* **Objective**: Below is a block of records; reproduce all of them exactly and leave out any pictures.

########################################

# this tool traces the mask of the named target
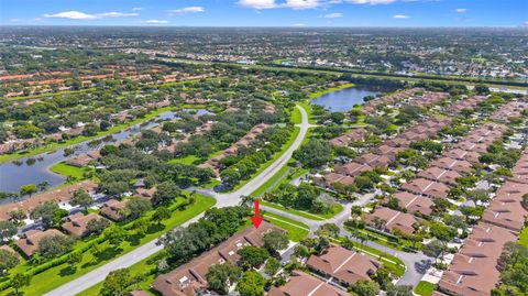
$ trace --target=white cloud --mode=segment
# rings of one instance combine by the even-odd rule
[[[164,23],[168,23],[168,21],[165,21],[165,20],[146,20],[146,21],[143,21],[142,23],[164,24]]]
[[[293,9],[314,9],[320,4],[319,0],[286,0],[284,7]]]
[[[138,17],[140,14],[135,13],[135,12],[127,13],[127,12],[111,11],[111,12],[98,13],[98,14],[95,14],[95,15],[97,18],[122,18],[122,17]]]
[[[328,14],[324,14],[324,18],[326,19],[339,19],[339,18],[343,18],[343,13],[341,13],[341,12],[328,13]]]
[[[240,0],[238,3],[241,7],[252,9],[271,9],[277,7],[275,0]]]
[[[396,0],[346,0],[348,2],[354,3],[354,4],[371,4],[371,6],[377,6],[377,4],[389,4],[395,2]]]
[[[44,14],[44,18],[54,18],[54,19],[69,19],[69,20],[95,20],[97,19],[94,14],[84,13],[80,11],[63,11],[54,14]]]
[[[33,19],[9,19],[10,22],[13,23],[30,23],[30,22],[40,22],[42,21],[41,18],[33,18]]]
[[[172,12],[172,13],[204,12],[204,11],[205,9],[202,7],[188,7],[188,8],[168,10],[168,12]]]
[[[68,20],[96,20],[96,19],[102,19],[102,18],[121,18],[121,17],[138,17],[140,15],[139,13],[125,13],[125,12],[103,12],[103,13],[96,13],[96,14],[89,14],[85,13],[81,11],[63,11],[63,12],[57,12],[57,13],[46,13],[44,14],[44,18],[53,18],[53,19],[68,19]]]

########################################

* **Response**:
# this tool traces the mask of the named target
$ trace --target=white cloud --mode=segment
# rings of one instance combine by the even-odd rule
[[[164,23],[168,23],[168,21],[165,21],[165,20],[146,20],[146,21],[143,21],[142,23],[164,24]]]
[[[293,9],[314,9],[320,4],[319,0],[286,0],[284,7]]]
[[[138,17],[140,14],[135,13],[135,12],[127,13],[127,12],[111,11],[111,12],[98,13],[98,14],[95,14],[95,15],[97,18],[122,18],[122,17]]]
[[[328,14],[324,14],[324,18],[326,19],[339,19],[339,18],[343,18],[343,13],[341,13],[341,12],[328,13]]]
[[[240,0],[238,3],[241,7],[252,9],[271,9],[277,7],[275,0]]]
[[[396,0],[346,0],[348,2],[354,3],[354,4],[371,4],[371,6],[377,6],[377,4],[389,4],[395,2]]]
[[[44,14],[44,18],[54,18],[54,19],[69,19],[69,20],[95,20],[97,19],[94,14],[84,13],[80,11],[63,11],[54,14]]]
[[[33,19],[9,19],[10,22],[13,23],[30,23],[30,22],[40,22],[42,21],[41,18],[33,18]]]
[[[172,12],[172,13],[204,12],[204,11],[205,9],[202,7],[188,7],[188,8],[168,10],[168,12]]]
[[[68,20],[96,20],[96,19],[102,19],[102,18],[121,18],[121,17],[138,17],[140,15],[139,13],[125,13],[125,12],[103,12],[103,13],[96,13],[96,14],[89,14],[85,13],[81,11],[63,11],[63,12],[57,12],[57,13],[46,13],[44,14],[44,18],[53,18],[53,19],[68,19]]]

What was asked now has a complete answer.